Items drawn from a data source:
====

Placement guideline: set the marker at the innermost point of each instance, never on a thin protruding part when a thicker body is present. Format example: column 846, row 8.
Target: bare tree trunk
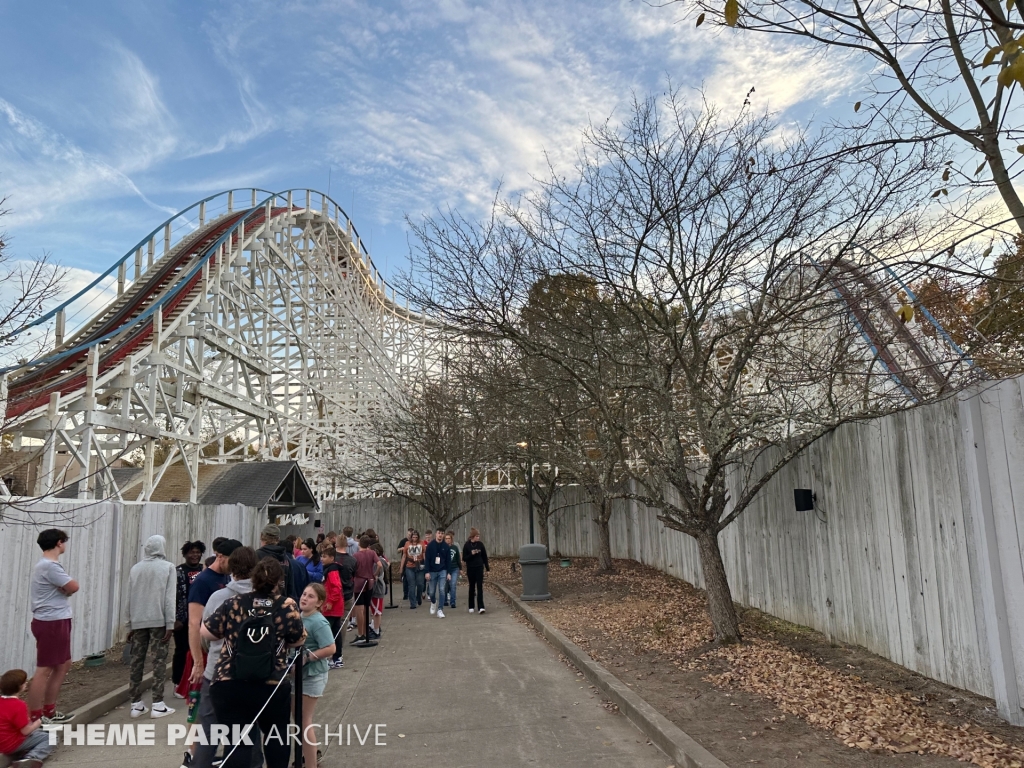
column 604, row 537
column 723, row 612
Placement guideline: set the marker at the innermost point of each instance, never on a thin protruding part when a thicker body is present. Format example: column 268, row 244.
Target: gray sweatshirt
column 152, row 586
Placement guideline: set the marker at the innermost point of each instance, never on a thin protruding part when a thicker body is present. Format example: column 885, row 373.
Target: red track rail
column 68, row 375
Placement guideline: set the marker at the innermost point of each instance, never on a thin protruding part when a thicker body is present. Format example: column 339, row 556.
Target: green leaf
column 731, row 12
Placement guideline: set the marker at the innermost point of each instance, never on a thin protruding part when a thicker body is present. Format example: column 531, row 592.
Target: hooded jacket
column 151, row 588
column 296, row 578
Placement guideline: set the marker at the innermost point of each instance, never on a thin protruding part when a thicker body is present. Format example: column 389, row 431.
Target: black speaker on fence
column 804, row 499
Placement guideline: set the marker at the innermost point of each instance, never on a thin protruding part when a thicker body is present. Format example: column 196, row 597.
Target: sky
column 116, row 115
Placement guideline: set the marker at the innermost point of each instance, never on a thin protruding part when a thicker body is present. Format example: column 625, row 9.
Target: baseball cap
column 226, row 547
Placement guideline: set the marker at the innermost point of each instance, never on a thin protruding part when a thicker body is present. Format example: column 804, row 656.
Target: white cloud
column 43, row 170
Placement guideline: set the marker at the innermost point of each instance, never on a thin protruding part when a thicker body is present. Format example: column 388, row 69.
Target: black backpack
column 256, row 648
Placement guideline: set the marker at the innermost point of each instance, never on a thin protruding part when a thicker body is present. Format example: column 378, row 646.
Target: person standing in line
column 212, row 579
column 320, row 646
column 367, row 564
column 186, row 572
column 438, row 558
column 346, row 569
column 253, row 660
column 474, row 554
column 350, row 544
column 22, row 739
column 412, row 559
column 296, row 578
column 401, row 576
column 454, row 569
column 377, row 600
column 51, row 627
column 334, row 604
column 309, row 557
column 241, row 565
column 427, row 538
column 152, row 584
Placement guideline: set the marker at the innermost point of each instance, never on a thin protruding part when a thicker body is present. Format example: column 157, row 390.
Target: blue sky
column 114, row 115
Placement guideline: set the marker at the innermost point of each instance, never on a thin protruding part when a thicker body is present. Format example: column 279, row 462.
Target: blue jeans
column 437, row 588
column 413, row 579
column 453, row 582
column 35, row 747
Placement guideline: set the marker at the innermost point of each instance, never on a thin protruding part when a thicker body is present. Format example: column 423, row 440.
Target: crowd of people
column 239, row 620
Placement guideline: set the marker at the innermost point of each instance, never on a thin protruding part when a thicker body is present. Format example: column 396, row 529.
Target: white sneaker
column 161, row 711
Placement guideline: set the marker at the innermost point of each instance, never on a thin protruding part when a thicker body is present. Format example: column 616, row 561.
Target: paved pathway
column 466, row 690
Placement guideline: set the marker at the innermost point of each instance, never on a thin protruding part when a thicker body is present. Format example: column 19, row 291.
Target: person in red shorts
column 51, row 627
column 20, row 738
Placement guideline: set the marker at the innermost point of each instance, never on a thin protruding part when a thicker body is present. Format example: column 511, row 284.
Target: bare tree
column 727, row 304
column 428, row 450
column 26, row 288
column 945, row 69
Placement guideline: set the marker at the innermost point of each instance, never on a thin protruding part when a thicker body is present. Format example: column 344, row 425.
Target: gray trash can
column 534, row 561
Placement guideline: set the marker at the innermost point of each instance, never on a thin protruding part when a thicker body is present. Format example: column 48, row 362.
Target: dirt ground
column 785, row 696
column 86, row 683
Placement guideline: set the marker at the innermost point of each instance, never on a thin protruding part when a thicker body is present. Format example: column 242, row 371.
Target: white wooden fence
column 105, row 541
column 914, row 551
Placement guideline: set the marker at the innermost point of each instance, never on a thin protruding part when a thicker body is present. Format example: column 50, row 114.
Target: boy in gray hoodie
column 151, row 622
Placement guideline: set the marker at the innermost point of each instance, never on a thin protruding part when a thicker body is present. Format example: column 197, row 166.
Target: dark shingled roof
column 280, row 484
column 257, row 484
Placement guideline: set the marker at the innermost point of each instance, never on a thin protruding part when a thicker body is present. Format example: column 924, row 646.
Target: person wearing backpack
column 257, row 630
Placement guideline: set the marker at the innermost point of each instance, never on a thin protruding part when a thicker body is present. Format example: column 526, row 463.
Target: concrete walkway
column 466, row 690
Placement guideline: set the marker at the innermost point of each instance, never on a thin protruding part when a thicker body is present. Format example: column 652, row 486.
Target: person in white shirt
column 51, row 627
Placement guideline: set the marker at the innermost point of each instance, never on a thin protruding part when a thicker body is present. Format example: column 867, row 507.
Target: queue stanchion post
column 390, row 589
column 298, row 707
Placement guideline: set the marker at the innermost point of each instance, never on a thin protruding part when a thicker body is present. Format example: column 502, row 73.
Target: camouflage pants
column 140, row 643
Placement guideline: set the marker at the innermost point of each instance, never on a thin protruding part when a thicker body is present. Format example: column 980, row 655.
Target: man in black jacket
column 437, row 558
column 296, row 578
column 474, row 554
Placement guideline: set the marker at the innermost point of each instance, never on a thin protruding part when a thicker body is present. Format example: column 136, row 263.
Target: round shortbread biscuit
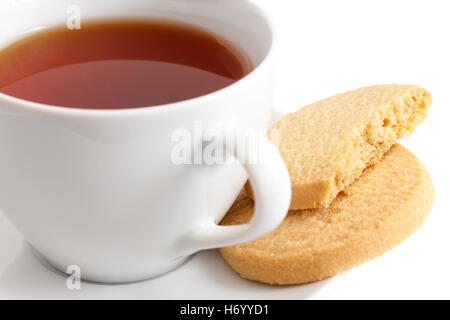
column 327, row 145
column 389, row 202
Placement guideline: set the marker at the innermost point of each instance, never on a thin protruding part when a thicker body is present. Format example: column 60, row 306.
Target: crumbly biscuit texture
column 328, row 144
column 389, row 202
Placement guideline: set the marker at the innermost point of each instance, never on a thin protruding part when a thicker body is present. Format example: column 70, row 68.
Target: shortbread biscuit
column 382, row 208
column 328, row 144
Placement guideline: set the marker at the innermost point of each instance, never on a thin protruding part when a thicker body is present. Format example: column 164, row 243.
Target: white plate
column 23, row 275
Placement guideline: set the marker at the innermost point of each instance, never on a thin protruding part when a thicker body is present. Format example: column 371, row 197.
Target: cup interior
column 238, row 21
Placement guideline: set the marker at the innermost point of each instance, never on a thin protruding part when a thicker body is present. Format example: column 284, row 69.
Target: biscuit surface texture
column 389, row 202
column 328, row 144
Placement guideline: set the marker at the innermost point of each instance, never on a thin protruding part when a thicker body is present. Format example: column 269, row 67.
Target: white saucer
column 23, row 275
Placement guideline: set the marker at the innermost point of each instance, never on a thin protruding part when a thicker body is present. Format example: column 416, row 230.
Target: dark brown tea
column 119, row 64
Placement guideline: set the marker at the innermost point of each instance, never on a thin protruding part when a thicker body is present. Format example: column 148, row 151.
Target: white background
column 325, row 47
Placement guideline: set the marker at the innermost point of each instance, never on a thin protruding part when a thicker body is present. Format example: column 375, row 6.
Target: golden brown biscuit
column 382, row 208
column 328, row 144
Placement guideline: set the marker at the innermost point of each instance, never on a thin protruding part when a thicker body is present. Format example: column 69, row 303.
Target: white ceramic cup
column 98, row 189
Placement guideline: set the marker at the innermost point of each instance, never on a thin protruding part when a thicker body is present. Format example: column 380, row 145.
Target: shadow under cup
column 96, row 188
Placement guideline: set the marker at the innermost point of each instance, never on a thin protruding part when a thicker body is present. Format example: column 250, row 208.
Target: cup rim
column 158, row 109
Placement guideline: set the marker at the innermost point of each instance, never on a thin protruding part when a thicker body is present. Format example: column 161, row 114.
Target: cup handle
column 272, row 193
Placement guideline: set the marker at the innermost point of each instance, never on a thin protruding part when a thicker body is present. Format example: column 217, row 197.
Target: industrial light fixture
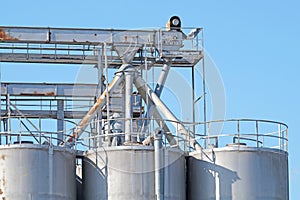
column 174, row 23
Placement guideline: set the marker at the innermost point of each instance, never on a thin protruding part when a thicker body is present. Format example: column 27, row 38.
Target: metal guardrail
column 250, row 132
column 101, row 133
column 220, row 133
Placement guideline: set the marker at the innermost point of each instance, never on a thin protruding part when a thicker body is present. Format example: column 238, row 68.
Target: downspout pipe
column 80, row 128
column 143, row 88
column 129, row 73
column 159, row 165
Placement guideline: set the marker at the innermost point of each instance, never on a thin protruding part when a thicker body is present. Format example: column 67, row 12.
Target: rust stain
column 5, row 36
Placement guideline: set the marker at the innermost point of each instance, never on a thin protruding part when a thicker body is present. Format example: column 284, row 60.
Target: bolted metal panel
column 238, row 172
column 127, row 172
column 37, row 172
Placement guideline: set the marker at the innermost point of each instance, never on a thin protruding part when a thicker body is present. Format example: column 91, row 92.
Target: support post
column 60, row 121
column 129, row 75
column 158, row 162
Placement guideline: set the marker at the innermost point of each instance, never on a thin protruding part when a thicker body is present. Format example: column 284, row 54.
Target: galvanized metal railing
column 220, row 133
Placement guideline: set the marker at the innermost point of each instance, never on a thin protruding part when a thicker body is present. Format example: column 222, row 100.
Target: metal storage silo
column 37, row 172
column 240, row 171
column 127, row 172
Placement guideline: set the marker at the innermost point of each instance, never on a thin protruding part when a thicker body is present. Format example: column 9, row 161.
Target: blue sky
column 255, row 45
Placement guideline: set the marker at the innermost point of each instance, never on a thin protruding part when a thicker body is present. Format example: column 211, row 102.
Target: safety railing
column 246, row 132
column 221, row 133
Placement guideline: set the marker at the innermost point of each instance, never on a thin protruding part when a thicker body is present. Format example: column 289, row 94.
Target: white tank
column 127, row 172
column 238, row 172
column 37, row 172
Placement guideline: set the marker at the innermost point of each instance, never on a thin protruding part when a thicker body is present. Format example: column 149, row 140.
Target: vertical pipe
column 204, row 87
column 0, row 104
column 8, row 118
column 51, row 172
column 60, row 121
column 162, row 78
column 193, row 102
column 158, row 162
column 97, row 140
column 129, row 74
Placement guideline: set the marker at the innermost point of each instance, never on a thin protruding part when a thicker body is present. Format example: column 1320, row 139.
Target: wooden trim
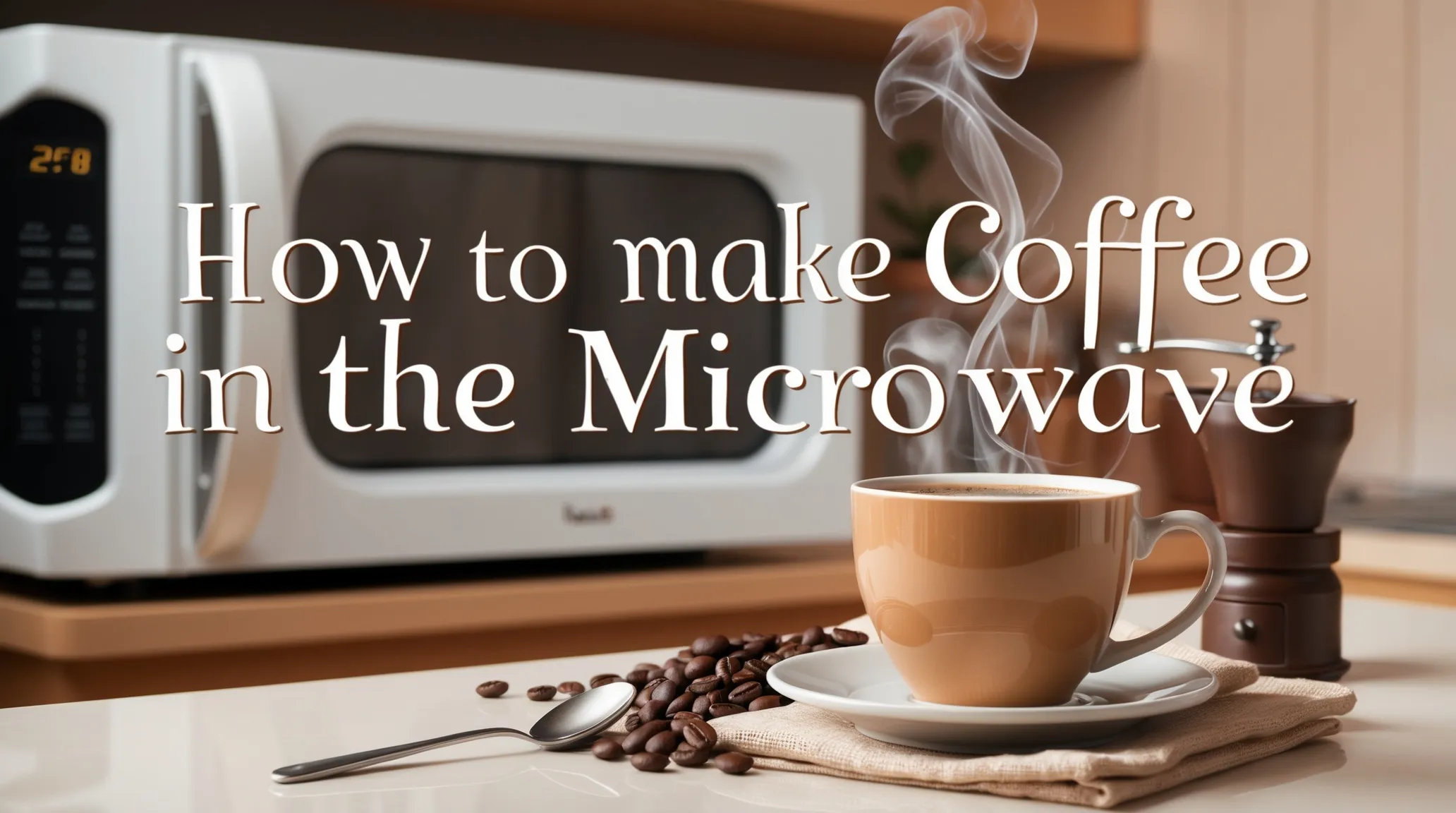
column 1069, row 31
column 763, row 579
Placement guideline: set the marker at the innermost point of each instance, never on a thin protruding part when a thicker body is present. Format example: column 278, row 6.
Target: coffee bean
column 705, row 685
column 645, row 692
column 684, row 718
column 663, row 742
column 711, row 644
column 724, row 710
column 606, row 749
column 732, row 762
column 492, row 688
column 699, row 666
column 637, row 740
column 744, row 694
column 666, row 691
column 650, row 762
column 691, row 757
column 766, row 701
column 849, row 637
column 653, row 710
column 727, row 666
column 699, row 733
column 680, row 703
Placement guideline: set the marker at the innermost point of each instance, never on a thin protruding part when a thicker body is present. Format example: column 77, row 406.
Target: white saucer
column 861, row 685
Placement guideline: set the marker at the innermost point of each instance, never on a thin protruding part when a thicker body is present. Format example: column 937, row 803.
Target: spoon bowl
column 583, row 716
column 571, row 721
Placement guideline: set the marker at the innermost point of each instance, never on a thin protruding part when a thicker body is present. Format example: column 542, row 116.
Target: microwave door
column 375, row 194
column 254, row 332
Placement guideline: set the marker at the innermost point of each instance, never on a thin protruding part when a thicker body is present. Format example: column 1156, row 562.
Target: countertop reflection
column 213, row 751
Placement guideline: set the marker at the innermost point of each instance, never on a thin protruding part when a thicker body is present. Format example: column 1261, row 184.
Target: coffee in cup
column 1002, row 589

====

- _DIRECTIONS FOR THIS TASK_: Extract the lines from the start of the items above through the line containing "column 116, row 115", inclusive, and repeat them without any changes. Omit the pictures from your answer.

- _WRITTEN SOLUTION_:
Placement guideline: set the marker at the innermost point of each instance, never on a thin protruding part when a thicker body is present. Format example: column 846, row 8.
Target: bare tree trunk
column 604, row 537
column 723, row 612
Placement guideline: set the marker at the innermost point of each instance, never on a thin protruding part when a thicker body is present. Format example: column 268, row 244.
Target: gray sweatshirt
column 152, row 586
Placement guideline: set the marker at the innermost point of each instance, never on a thin protruding part when a thicker body is present. Format example: column 885, row 373.
Target: red track rail
column 68, row 375
Placement guideline: set the marker at the innermost point of each instance, never on a thin protruding part when a thicker body is present. Format example: column 339, row 556.
Target: green leaf
column 731, row 12
Placement guideline: set the marker at the innermost point of each instance, never on a thin protruding part when a thicker body is present. Format example: column 531, row 592.
Target: hooded jacket
column 151, row 588
column 296, row 578
Placement guideline: set the marker at the innermost point of each instance, never on a thin protruding part when a thicker body is present. Format example: column 389, row 431.
Target: black speaker on fence
column 804, row 499
Placement guideline: set the marker at the innermost point of each instance, never on a thin protruding part when a thicker body is present. Format example: column 196, row 597.
Target: sky
column 116, row 115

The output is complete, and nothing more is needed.